**Task statement**: What you return must match every record word for word.

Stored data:
++++
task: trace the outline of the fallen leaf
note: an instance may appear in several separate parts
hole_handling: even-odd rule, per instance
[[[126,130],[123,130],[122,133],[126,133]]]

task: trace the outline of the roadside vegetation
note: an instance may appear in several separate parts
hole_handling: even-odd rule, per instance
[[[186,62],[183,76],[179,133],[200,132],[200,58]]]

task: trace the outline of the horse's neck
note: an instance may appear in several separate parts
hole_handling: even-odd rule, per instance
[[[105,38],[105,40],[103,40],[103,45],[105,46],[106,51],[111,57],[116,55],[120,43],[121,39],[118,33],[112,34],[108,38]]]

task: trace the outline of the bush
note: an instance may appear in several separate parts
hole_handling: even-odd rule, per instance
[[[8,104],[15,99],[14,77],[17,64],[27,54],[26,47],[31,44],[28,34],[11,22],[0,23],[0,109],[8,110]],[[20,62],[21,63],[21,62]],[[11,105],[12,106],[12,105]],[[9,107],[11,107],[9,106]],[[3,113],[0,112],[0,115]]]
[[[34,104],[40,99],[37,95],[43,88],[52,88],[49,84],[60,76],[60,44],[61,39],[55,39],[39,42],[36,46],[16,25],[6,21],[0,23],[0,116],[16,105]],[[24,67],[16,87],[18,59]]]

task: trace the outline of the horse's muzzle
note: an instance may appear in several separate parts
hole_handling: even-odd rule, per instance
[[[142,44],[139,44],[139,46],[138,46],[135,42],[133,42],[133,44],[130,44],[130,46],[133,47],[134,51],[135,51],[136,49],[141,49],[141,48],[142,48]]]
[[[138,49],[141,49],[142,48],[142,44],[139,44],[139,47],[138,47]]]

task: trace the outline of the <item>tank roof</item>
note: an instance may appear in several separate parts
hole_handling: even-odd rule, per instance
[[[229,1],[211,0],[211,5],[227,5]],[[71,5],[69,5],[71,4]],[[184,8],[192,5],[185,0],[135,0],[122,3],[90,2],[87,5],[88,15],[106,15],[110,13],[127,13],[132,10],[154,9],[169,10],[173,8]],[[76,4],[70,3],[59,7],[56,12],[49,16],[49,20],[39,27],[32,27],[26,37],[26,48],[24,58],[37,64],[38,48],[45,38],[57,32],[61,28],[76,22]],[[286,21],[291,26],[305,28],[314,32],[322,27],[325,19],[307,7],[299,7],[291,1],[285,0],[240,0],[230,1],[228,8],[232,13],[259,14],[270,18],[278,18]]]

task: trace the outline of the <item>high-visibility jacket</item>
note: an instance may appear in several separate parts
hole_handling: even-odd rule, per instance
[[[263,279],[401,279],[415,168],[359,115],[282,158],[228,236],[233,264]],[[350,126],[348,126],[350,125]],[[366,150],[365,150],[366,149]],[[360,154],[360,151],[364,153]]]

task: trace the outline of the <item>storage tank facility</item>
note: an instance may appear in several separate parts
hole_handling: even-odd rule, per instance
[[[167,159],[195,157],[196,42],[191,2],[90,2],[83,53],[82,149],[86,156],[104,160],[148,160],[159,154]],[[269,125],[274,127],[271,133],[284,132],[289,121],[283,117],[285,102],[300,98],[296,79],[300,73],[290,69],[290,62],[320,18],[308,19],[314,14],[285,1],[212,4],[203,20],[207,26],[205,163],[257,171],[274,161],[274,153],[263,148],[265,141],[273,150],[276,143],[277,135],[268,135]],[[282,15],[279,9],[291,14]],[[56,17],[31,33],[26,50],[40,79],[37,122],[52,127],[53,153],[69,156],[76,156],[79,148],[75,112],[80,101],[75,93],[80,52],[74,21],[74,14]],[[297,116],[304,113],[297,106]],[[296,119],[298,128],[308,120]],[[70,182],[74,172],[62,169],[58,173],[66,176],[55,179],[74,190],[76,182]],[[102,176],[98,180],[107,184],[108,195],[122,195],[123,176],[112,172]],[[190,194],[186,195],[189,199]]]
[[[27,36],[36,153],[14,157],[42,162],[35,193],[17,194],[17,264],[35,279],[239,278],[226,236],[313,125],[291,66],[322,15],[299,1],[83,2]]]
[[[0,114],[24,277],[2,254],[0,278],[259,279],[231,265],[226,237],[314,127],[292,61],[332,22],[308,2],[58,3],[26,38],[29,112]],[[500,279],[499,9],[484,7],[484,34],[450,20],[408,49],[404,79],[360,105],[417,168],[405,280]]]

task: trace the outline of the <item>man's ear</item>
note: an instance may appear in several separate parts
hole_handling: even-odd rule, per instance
++++
**Response to this exercise**:
task: trace the outline of the fallen leaf
note: an instance may appear in several separate parts
hole_handling: even-odd rule, per instance
[[[126,130],[123,130],[122,133],[126,133]]]

task: trace the outline of the roadside vegetation
note: an instance may appear in several separate parts
hole_handling: even-odd rule, per instance
[[[186,62],[183,76],[179,133],[200,132],[200,58]]]

task: trace the outline of the horse's neck
note: an instance may appear in several separate parts
hole_handling: even-odd rule, per instance
[[[105,38],[105,40],[103,40],[103,45],[105,46],[106,51],[111,57],[116,55],[120,43],[121,39],[118,33],[112,34],[108,38]]]

task: trace the outline of the bush
note: an instance may appear in several separate parts
hole_handling: even-odd rule, per instance
[[[8,104],[15,99],[14,77],[17,64],[27,54],[26,47],[31,44],[28,34],[11,22],[0,23],[0,109],[8,110]],[[20,62],[21,63],[21,62]],[[11,105],[12,106],[12,105]],[[9,107],[11,107],[9,106]],[[3,113],[0,112],[0,115]]]
[[[34,104],[40,99],[37,95],[43,88],[52,88],[49,84],[60,76],[60,44],[61,39],[55,39],[39,42],[36,46],[16,25],[6,21],[0,23],[0,116],[16,105]],[[24,67],[16,87],[18,59]]]

task: trace the outline of the horse's muzzle
note: an instance may appear in several separate parts
hole_handling: even-odd rule, per instance
[[[142,44],[139,44],[139,46],[138,46],[135,42],[133,42],[133,44],[130,44],[130,46],[133,47],[134,51],[135,51],[136,49],[141,49],[141,48],[142,48]]]
[[[138,49],[141,49],[142,48],[142,44],[139,44],[139,47],[138,47]]]

task: trace the outline of the <item>tank roof</item>
note: an instance may appear in several separate parts
hole_handling: even-odd rule, per instance
[[[229,1],[211,0],[211,5],[227,5]],[[71,5],[69,5],[71,4]],[[184,8],[192,5],[185,0],[135,0],[122,3],[90,2],[87,5],[88,15],[106,15],[110,13],[127,13],[132,10],[154,9],[169,10],[173,8]],[[76,4],[70,3],[59,7],[56,12],[49,16],[49,20],[39,27],[32,27],[26,37],[26,48],[24,58],[37,64],[38,48],[45,38],[57,32],[61,28],[76,22]],[[286,21],[291,26],[305,28],[314,32],[322,27],[325,19],[307,7],[299,7],[291,1],[285,0],[240,0],[230,1],[228,8],[232,13],[259,14],[270,18],[278,18]]]

task: trace the outline of the <item>high-visibility jacket</item>
note: an instance may appear in several separate parts
hole_handling: even-odd rule, per instance
[[[263,279],[401,279],[415,168],[359,115],[282,158],[228,236],[233,264]],[[350,126],[348,126],[350,125]],[[366,150],[365,150],[366,149]],[[360,154],[360,151],[364,153]]]

task: trace the outline of the <item>storage tank facility</item>
note: an instance may appear in several separate parts
hole_handling: even-odd rule, per instance
[[[167,159],[195,157],[196,42],[191,2],[90,2],[83,53],[82,149],[86,156],[104,160],[148,160],[159,154]],[[269,125],[274,127],[271,133],[284,132],[289,121],[283,117],[285,102],[300,98],[296,79],[300,73],[290,69],[290,62],[320,18],[308,19],[314,14],[285,1],[212,4],[203,20],[207,26],[205,163],[257,171],[274,161],[274,153],[263,148],[265,141],[273,150],[276,143],[277,135],[268,135]],[[282,15],[279,9],[291,14]],[[56,17],[31,33],[26,50],[40,79],[37,122],[52,127],[53,153],[69,156],[76,156],[79,148],[75,112],[80,101],[75,93],[80,52],[74,21],[74,14]],[[297,116],[304,113],[297,106]],[[296,119],[298,128],[308,120]],[[70,182],[74,172],[62,169],[58,173],[66,176],[55,179],[74,190],[76,182]],[[102,176],[98,180],[107,184],[108,195],[122,195],[123,176],[112,172]],[[190,194],[186,195],[189,199]]]
[[[27,36],[36,153],[14,157],[42,162],[35,193],[17,194],[17,264],[35,279],[239,278],[226,236],[313,125],[291,66],[322,15],[299,1],[83,2]]]
[[[0,114],[24,277],[2,254],[0,278],[259,279],[231,265],[226,237],[314,127],[292,61],[332,22],[308,2],[58,3],[26,38],[29,112]],[[500,279],[499,9],[484,7],[484,34],[450,20],[408,49],[404,79],[360,105],[417,168],[405,280]]]

task: trace the outline of the <item>man's ear</item>
note: an instance may appear in several separate parts
hole_handling: even-odd rule, per instance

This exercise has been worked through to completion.